Instructions to follow = The answer should match the records character for character.

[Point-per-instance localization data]

· · ·

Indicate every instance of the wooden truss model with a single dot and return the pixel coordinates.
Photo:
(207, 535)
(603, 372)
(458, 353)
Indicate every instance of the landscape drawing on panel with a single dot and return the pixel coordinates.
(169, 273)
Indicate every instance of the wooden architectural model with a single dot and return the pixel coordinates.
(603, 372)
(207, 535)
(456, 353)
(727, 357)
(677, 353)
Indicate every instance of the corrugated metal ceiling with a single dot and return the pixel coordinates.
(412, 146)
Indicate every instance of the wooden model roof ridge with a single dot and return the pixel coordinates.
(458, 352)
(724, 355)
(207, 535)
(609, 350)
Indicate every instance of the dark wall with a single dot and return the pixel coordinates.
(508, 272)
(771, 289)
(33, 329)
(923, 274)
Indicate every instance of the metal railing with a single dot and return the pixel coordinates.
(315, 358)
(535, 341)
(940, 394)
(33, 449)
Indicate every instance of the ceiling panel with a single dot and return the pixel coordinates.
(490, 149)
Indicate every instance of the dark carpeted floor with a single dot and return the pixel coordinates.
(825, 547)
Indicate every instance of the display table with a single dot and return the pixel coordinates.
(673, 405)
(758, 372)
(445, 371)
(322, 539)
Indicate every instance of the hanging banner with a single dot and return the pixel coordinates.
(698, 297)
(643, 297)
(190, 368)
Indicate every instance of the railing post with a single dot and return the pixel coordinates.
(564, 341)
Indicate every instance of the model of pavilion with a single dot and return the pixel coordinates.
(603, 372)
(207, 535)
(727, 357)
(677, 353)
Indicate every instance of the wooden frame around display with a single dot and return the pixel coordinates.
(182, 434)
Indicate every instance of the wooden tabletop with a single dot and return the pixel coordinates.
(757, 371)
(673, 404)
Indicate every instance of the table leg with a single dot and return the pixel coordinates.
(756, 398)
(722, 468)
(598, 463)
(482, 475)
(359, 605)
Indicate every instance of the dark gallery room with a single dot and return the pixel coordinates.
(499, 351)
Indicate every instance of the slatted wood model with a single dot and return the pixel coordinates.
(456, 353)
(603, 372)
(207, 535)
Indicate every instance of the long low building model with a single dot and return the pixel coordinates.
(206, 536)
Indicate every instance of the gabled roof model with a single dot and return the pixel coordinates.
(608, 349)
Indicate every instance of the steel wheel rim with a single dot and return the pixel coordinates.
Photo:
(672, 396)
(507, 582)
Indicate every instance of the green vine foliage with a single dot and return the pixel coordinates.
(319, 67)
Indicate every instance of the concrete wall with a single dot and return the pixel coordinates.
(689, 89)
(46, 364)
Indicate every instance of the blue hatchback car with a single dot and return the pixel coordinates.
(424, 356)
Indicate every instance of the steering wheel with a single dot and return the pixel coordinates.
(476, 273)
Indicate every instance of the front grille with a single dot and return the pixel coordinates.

· · ·

Answer space =
Indicate every instance of the wooden truss model with a single dot and return the pixel coordinates.
Photo:
(207, 535)
(603, 372)
(458, 353)
Indicate every instance of the landscape drawing on panel with a single dot and return the pixel coordinates.
(169, 273)
Indicate every instance of the wooden architectural model with a single dot and return the pixel coordinates.
(603, 372)
(207, 535)
(456, 353)
(727, 357)
(677, 353)
Indicate every instance of the corrugated metal ceiling with a single dot and return the pixel coordinates.
(412, 146)
Indicate every instance of the wooden model roof ridge with a single dot and return the pixel coordinates.
(458, 352)
(724, 355)
(207, 535)
(609, 350)
Indicate every instance of the dark wall with a single dot and return the pixel coordinates.
(508, 272)
(771, 289)
(33, 329)
(923, 274)
Indicate every instance of the metal railing with a single dot and return the pixel coordinates.
(315, 358)
(535, 341)
(940, 394)
(33, 449)
Indicate every instance of the ceiling panel with a single dot and return the pixel coordinates.
(490, 149)
Indicate every instance of the dark carpeted floor with a single dot and return the pixel coordinates.
(825, 547)
Indicate every instance of the display table with a single dot and return the pixel coordinates.
(673, 405)
(758, 372)
(445, 371)
(322, 539)
Indicate every instance of the hanging banner with a single dot and return the pixel coordinates.
(698, 297)
(643, 297)
(190, 368)
Indicate every instance of the railing post with a single dot and return the pixel coordinates.
(564, 341)
Indicate every instance of the model of pavilion with a single dot and return the pixel coordinates.
(603, 372)
(207, 535)
(727, 357)
(677, 353)
Indicate every instance of the wooden frame around display with a single dot and return the pixel coordinates.
(182, 434)
Indicate every instance of the wooden tabletop with a single dot and return the pixel coordinates.
(757, 371)
(673, 404)
Indicate every instance of the table leg with a single dot and return the pixel coordinates.
(756, 398)
(722, 468)
(598, 463)
(482, 475)
(359, 605)
Indicate every instance of the dark gallery room with a single dot and return the pixel coordinates.
(499, 351)
Indicate every instance of the slatted wood model with a single dot and return the pixel coordinates.
(456, 353)
(603, 372)
(207, 535)
Indicate every instance of the long low building model with a single dot and return the pixel coordinates.
(206, 536)
Indicate every instance of the gabled roof model with a single dot and return the pixel coordinates.
(608, 349)
Indicate every instance of the steel wheel rim with a single dot and return the pixel coordinates.
Photo:
(672, 396)
(507, 582)
Indicate every instance of the green vine foliage with a single dot and return the pixel coordinates.
(319, 67)
Indicate every instance of the concrete wall with a single dot and return the pixel coordinates.
(689, 89)
(46, 364)
Indicate every instance of the blue hatchback car with a single dot and return the pixel coordinates.
(424, 356)
Indicate every instance of the steering wheel with a single dot and return the pixel coordinates.
(476, 273)
Indicate every instance of the front grille with a single dot and return the pixel coordinates.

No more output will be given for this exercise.